─── RECORDED DATA

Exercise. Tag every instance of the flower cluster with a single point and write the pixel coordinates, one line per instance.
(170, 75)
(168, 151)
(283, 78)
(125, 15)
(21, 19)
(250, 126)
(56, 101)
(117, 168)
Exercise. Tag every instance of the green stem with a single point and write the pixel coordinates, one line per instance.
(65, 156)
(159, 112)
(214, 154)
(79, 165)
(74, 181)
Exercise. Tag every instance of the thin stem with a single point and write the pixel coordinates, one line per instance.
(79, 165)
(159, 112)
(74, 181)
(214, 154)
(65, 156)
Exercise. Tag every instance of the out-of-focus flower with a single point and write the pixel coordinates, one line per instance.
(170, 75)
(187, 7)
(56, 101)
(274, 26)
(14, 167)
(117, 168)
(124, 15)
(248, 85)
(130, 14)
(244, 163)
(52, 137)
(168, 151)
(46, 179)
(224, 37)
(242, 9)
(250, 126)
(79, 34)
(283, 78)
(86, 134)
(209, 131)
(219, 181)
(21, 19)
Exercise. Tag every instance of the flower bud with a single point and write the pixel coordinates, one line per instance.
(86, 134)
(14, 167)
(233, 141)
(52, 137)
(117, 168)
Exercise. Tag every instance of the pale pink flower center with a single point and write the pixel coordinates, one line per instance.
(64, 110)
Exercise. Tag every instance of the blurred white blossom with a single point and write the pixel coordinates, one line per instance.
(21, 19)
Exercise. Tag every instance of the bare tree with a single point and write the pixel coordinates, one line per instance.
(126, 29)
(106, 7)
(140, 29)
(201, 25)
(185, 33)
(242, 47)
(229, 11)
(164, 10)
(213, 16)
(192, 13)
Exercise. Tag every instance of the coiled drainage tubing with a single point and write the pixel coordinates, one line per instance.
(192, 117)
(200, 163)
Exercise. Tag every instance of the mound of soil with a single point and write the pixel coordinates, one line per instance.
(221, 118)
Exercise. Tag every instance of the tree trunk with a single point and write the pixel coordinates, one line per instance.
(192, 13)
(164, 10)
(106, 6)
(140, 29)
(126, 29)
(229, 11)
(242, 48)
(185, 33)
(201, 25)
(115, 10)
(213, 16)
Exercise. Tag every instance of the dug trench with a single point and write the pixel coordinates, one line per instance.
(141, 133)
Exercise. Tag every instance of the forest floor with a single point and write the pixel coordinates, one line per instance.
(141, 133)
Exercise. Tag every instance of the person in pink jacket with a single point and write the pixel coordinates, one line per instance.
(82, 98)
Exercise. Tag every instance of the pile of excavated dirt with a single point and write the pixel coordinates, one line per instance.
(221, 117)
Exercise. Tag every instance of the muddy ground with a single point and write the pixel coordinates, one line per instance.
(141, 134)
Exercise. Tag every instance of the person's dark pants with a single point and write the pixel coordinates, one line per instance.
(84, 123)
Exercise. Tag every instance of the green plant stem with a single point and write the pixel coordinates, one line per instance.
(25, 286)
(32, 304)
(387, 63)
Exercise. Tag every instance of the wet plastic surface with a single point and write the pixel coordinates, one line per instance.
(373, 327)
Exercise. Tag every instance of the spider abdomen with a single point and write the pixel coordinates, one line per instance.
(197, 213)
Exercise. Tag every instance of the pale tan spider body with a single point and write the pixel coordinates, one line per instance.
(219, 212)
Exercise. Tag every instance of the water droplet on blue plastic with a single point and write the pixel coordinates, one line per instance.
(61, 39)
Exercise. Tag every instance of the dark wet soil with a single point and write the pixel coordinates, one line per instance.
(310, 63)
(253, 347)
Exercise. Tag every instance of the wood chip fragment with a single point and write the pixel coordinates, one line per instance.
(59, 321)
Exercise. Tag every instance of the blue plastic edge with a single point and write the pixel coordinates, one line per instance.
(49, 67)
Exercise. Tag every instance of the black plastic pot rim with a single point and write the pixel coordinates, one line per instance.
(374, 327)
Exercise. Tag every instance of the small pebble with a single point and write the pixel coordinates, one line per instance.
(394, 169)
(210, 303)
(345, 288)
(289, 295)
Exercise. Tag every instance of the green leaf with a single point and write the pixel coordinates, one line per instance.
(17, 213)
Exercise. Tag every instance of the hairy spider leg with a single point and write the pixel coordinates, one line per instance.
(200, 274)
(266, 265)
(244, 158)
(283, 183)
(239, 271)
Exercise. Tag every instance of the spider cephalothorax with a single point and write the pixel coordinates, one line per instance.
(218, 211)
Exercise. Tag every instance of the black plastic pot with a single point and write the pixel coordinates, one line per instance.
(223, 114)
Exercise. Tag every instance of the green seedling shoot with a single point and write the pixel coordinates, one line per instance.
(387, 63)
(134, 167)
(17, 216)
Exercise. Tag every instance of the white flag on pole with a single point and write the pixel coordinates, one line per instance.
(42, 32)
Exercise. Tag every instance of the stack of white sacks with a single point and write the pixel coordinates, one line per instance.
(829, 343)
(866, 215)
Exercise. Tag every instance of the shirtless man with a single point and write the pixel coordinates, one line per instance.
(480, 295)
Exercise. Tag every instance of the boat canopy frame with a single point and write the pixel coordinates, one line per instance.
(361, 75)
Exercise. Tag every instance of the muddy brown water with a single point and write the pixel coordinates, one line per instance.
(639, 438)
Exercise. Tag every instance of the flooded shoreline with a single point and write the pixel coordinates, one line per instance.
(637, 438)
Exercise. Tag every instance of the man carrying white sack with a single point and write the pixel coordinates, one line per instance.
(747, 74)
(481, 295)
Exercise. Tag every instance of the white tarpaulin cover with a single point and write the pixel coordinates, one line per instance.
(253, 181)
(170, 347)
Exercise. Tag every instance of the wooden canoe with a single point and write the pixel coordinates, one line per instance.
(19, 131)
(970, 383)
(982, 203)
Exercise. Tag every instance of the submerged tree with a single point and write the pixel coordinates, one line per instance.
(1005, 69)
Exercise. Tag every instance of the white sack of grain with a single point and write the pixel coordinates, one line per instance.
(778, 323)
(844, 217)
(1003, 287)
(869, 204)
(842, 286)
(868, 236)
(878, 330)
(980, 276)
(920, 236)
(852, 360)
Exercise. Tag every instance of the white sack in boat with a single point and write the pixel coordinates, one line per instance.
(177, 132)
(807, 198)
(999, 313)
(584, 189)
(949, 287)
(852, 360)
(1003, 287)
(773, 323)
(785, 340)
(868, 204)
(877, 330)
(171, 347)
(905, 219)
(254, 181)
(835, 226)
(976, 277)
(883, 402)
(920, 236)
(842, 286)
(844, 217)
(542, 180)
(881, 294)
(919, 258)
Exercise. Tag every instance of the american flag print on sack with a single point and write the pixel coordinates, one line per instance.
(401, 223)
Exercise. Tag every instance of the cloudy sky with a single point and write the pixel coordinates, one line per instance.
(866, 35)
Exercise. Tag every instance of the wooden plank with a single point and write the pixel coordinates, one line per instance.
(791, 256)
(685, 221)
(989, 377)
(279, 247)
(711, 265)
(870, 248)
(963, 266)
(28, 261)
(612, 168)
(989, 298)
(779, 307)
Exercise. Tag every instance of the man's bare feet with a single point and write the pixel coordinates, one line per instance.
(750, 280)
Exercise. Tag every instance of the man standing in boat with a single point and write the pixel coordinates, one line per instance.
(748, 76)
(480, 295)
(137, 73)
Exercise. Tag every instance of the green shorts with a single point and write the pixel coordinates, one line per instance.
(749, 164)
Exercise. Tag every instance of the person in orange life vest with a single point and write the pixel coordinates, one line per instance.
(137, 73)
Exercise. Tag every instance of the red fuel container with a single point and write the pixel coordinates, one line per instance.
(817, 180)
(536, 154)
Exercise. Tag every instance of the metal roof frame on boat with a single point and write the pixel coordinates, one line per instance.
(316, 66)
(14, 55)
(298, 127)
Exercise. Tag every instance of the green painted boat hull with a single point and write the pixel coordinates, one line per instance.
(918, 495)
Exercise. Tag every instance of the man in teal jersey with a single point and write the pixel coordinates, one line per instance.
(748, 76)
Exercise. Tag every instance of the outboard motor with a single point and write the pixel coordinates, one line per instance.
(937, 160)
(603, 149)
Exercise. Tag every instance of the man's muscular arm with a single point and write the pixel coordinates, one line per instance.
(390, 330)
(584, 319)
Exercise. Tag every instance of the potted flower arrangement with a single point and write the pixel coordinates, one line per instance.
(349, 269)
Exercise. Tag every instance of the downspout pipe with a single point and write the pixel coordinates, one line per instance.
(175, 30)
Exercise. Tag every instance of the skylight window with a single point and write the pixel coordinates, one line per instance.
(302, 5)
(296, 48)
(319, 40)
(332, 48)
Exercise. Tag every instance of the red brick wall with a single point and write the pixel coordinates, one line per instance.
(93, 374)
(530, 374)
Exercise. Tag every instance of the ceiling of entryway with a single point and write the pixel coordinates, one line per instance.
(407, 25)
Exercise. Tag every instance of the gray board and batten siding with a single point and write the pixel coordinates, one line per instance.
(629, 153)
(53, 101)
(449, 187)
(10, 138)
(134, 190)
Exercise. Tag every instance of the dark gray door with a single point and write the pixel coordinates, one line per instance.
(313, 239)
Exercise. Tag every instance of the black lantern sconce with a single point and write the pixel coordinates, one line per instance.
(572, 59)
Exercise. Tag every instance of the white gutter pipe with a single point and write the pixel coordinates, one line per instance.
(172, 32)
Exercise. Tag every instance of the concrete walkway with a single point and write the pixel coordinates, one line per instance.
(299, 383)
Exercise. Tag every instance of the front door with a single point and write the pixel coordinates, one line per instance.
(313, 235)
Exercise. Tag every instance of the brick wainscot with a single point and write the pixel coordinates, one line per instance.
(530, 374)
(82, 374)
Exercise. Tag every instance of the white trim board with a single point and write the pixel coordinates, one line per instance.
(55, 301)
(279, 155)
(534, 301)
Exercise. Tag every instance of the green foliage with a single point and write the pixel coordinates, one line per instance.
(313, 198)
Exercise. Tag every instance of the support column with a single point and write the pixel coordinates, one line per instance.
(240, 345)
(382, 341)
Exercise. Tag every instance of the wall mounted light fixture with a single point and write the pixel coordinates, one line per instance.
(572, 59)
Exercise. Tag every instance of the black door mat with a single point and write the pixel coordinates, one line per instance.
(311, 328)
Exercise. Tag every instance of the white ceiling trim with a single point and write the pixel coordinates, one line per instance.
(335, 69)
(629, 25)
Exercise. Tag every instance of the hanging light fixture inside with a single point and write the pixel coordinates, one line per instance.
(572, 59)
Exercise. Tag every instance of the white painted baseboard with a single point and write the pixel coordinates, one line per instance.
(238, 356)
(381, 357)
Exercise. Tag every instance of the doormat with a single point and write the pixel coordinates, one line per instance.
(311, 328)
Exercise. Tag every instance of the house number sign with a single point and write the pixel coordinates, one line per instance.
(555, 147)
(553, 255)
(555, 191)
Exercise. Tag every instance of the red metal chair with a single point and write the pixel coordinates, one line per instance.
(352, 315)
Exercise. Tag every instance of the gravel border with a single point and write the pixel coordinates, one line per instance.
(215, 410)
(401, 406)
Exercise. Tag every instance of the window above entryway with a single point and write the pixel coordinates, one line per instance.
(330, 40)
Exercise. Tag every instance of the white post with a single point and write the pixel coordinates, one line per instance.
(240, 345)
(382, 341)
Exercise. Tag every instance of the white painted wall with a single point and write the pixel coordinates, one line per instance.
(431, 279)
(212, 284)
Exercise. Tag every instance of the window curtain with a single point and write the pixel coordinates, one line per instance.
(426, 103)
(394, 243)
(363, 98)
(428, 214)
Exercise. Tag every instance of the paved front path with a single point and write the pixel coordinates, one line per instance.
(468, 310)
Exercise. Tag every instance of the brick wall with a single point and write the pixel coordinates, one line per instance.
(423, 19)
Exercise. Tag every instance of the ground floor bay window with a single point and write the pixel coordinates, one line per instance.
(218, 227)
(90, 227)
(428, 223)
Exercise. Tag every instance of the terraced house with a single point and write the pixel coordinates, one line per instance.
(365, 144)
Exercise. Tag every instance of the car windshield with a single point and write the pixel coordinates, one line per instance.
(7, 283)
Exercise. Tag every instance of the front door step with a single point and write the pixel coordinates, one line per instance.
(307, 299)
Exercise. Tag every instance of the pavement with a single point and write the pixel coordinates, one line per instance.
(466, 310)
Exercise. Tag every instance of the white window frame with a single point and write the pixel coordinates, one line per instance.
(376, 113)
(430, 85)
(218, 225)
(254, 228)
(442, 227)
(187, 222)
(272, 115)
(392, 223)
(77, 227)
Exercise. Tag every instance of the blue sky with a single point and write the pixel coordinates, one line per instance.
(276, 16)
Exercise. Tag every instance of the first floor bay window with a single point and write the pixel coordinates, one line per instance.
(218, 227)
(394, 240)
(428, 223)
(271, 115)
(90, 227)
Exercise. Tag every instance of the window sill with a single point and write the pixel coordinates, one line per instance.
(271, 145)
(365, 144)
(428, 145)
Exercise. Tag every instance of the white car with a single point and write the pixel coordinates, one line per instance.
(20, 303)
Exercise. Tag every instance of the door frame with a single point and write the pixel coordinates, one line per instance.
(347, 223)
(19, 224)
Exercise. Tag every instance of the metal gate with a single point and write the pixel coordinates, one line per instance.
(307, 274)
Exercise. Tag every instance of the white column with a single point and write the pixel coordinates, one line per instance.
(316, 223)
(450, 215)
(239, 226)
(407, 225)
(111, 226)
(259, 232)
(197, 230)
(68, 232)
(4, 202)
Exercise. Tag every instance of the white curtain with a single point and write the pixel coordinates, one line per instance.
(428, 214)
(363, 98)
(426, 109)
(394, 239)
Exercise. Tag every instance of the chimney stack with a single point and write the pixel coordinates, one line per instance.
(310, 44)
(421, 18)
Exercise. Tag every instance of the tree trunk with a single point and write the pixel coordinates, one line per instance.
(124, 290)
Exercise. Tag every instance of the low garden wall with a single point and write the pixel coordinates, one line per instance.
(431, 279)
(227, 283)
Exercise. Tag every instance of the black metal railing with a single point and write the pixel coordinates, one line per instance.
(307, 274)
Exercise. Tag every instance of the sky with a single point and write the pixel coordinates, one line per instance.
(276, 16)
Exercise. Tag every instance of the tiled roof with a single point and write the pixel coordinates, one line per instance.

──────

### EXERCISE AIM
All lines from the one containing "Exercise. Tag every instance of the chimney" through the final line of the listing above are to be reproduced exactly; include both and add nothing.

### RESPONSE FOR THIS EXERCISE
Exercise. Tag every instance of the chimney stack with a single point and write the pixel coordinates, one line per instance.
(310, 44)
(421, 18)
Exercise. Tag every instance of the tree trunk with a single point and write the pixel coordinates, one line per instance.
(124, 290)
Exercise. Tag every instance of the low garden wall with a single point and write the pixel coordinates, one line per instance.
(431, 279)
(227, 283)
Exercise. Tag every instance of the black metal railing with a single point and write the pixel coordinates, one line per instance.
(307, 274)
Exercise. Tag every instance of the sky with a single point and write the pixel coordinates, one line per instance.
(276, 16)
Exercise. Tag every instance of the tiled roof with a single point and write the pixel coordinates, one line per instance.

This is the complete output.